## Exercise:
Each line of the data below goes into the copy exactly; pictures do not.

(Stored data entries)

· · · ·

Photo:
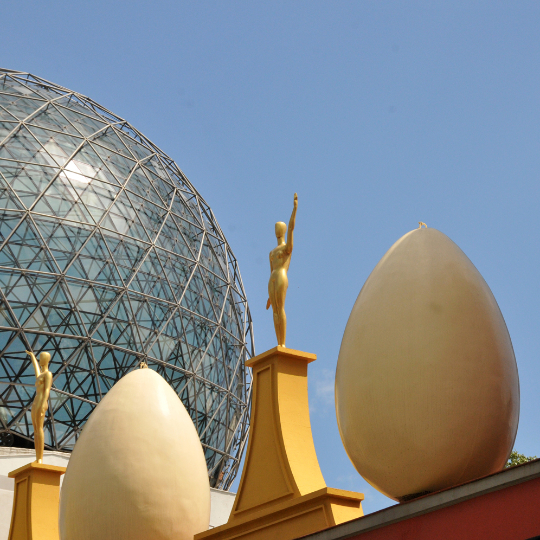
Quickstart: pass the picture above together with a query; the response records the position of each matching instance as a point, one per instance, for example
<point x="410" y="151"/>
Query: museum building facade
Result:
<point x="109" y="257"/>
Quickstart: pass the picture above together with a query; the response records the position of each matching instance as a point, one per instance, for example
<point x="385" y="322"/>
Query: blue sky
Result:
<point x="379" y="114"/>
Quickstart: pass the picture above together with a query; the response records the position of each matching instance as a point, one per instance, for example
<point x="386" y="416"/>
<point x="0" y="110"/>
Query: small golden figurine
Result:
<point x="39" y="407"/>
<point x="280" y="258"/>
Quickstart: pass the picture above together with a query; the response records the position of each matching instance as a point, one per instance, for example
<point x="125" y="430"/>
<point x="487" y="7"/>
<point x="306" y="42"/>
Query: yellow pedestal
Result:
<point x="282" y="493"/>
<point x="35" y="503"/>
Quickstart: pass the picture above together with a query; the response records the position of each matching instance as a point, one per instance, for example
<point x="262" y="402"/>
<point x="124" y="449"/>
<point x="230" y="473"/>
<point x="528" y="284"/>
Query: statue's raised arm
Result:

· · · ·

## Result:
Photo:
Quickstart: pass the picture above together with a query; the response records the position of each matching instance as a point, one per instance, for example
<point x="410" y="151"/>
Query: museum building facade
Result:
<point x="109" y="257"/>
Quickstart: pass the picture above together with a query; the response records the position of each matching instance as a point, one per instance, for example
<point x="385" y="322"/>
Query: blue sky
Result:
<point x="379" y="114"/>
Quickstart: pass the picture above together with a query; the response records the position of each matching instance as a point, one per instance, for example
<point x="386" y="416"/>
<point x="0" y="110"/>
Query: small golden figurine
Result:
<point x="39" y="407"/>
<point x="280" y="258"/>
Quickstart: pass the picture above together with a query; the response records the position of each matching instance as a point, one per instance, for example
<point x="125" y="430"/>
<point x="487" y="7"/>
<point x="306" y="42"/>
Query: yellow pedestal
Result:
<point x="282" y="493"/>
<point x="35" y="503"/>
Quickstart: pass the picture above together with a query; the response records the position of each matching instance as a point, one per instance, for example
<point x="262" y="402"/>
<point x="124" y="449"/>
<point x="230" y="473"/>
<point x="528" y="284"/>
Query: statue's raised arm
Result:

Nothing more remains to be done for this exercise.